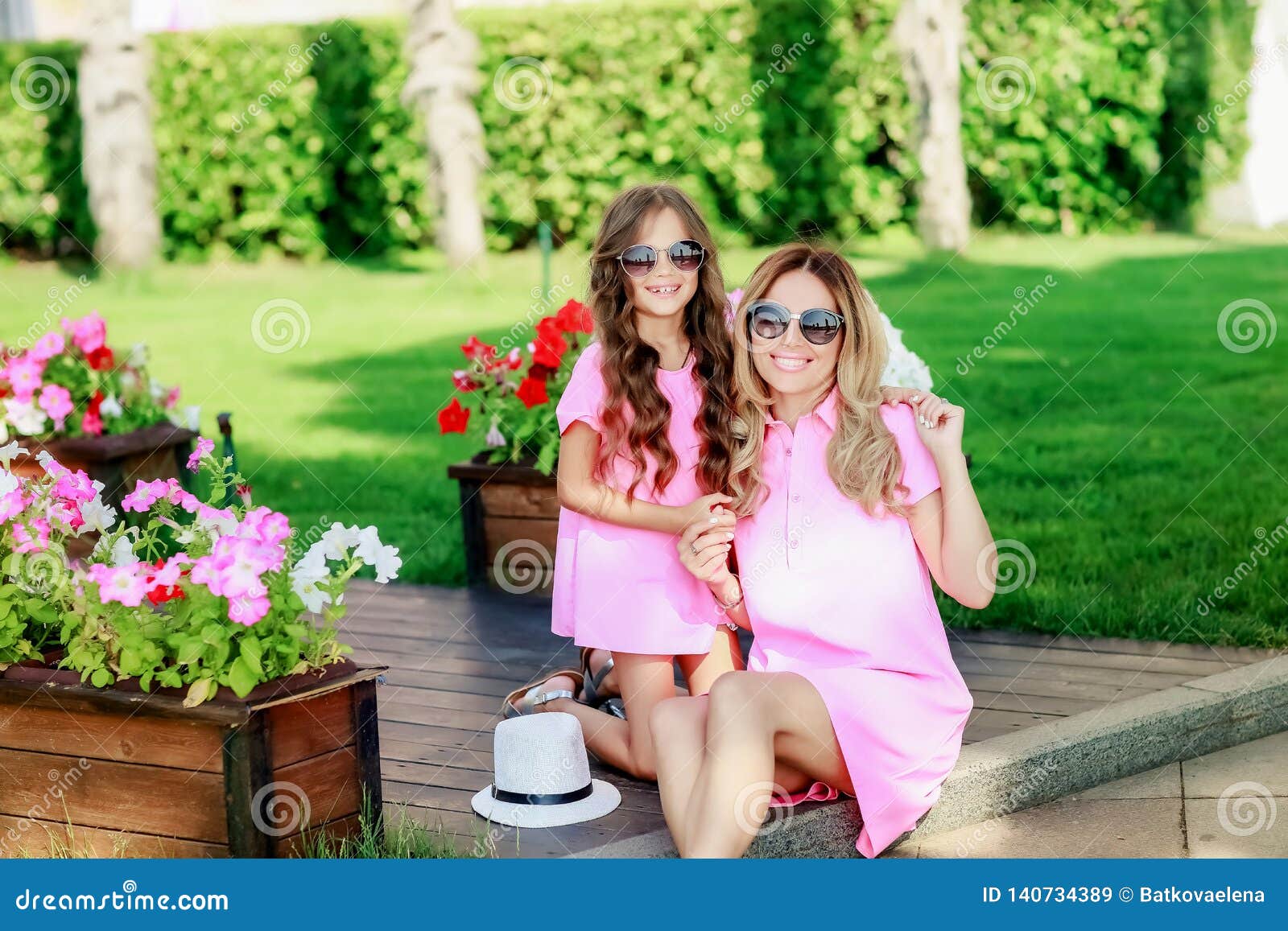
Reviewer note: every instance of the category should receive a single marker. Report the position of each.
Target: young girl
(853, 508)
(646, 452)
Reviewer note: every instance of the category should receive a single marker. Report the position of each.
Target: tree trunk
(931, 35)
(442, 81)
(120, 158)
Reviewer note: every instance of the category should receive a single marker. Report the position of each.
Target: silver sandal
(526, 698)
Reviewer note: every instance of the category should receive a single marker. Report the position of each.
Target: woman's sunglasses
(686, 255)
(770, 319)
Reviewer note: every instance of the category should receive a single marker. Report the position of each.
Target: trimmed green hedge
(779, 117)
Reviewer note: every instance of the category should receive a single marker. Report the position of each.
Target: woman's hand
(705, 547)
(701, 512)
(939, 425)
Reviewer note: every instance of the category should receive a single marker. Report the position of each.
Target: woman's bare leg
(628, 744)
(679, 729)
(701, 669)
(757, 724)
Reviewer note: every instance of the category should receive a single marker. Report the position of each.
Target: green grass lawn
(1113, 435)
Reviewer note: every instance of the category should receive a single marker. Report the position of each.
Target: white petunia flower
(26, 418)
(111, 407)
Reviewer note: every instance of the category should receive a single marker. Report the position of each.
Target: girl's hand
(705, 547)
(939, 424)
(702, 510)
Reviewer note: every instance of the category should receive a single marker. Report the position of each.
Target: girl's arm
(948, 525)
(579, 491)
(705, 549)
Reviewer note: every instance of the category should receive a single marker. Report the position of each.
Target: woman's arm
(579, 491)
(948, 525)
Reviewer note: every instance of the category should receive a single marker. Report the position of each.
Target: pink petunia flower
(204, 446)
(48, 347)
(88, 332)
(57, 402)
(25, 375)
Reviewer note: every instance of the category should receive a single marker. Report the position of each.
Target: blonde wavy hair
(862, 456)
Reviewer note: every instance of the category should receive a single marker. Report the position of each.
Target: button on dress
(845, 600)
(624, 589)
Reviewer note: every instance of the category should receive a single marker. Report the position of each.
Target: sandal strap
(541, 698)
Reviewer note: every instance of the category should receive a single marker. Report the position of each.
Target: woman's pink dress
(844, 599)
(617, 587)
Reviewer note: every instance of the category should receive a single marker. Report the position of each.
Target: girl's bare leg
(628, 744)
(758, 724)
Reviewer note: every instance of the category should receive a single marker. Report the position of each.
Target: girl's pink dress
(617, 587)
(844, 599)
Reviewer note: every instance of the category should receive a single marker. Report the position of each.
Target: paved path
(455, 653)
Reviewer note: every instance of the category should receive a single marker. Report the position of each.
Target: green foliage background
(779, 117)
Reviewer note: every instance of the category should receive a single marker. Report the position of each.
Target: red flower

→ Problem description
Transcribe each line above verbatim, with the pictures left out.

→ In response
Reviewer note: every instance of the category should receive a single marker. Report the position of each.
Target: young girl
(853, 508)
(646, 452)
Reviewer note: every instance of the category should receive a single marker. Report the position of each.
Target: tree trunk
(931, 35)
(442, 81)
(120, 158)
Reviewer note: every instance of the category should receive a single marker. Report the position of each.
Target: silver sandal
(526, 698)
Reviewer note: every instance of the category should receive a single marker. Report the position of each.
Target: woman's sunglasses
(686, 255)
(770, 319)
Reviewer note: every instance of the category should receive a single marker. Report the position of each.
Target: trimmed green hedge
(779, 117)
Reviewer note: every instance of the category should receive a single marker. Report the position of each.
Target: woman's hand
(705, 547)
(701, 512)
(939, 425)
Reviewer note: every instance of the category should receive a single marker. Report the position of each.
Target: woman's bare leg
(628, 744)
(679, 729)
(701, 669)
(757, 724)
Reviewer note: every instance of the category should receive a single marker. Report the position of each.
Target: green grass lawn
(1113, 435)
Reviewer note: every instance of the category should receive a single marker. Report the position of each.
Target: white petunia flower
(26, 418)
(111, 407)
Reviewer note: every instance of the category should receive a single marker. Report the position of each.
Target: girl's hand
(705, 547)
(939, 424)
(702, 510)
Reviewer note: every instance of the category should receive a single marker. Report the position of each.
Target: girl's arm
(948, 525)
(579, 491)
(705, 549)
Reviewer note: every instance of the category should receive a single marker. Report the position of each.
Target: woman's arm
(579, 491)
(948, 525)
Reviewer note: every instance of the category should receive a single marker. Report the position of each.
Target: pink petunia flower
(204, 446)
(48, 347)
(88, 332)
(57, 402)
(25, 375)
Reviewer note: every instance of the category should receive a single marker. Report the position of each.
Target: blonde wavy hair
(862, 456)
Reviewer note: every instance of the category should receive a single marker. Report the position of each.
Target: button on dress
(845, 600)
(624, 589)
Reviewer note: every instance of the category should receive a single marker. Report the position of each.
Target: sandal strap
(541, 698)
Reviewer note: every instance of the category should receive a single marker. Report the position of each.
Target: woman's pink dress
(844, 599)
(617, 587)
Reviewer note: every instance of the category should receive a single marker. Report the position of each.
Target: girl's bare leg
(628, 744)
(758, 724)
Reviewer note: every instance of the category should receive a single marker. Report the position of each.
Target: girl's pink dress
(617, 587)
(844, 599)
Reviewer note: every instance of the category should receive a single marker. Report the position of each.
Target: paved path
(455, 653)
Reviewer note: every instance of the category should receive a single marker. Report the position of each.
Target: green foliage background
(779, 117)
Reviewer note: every instance of the category should receive a single marker. Report the position of each.
Target: red flower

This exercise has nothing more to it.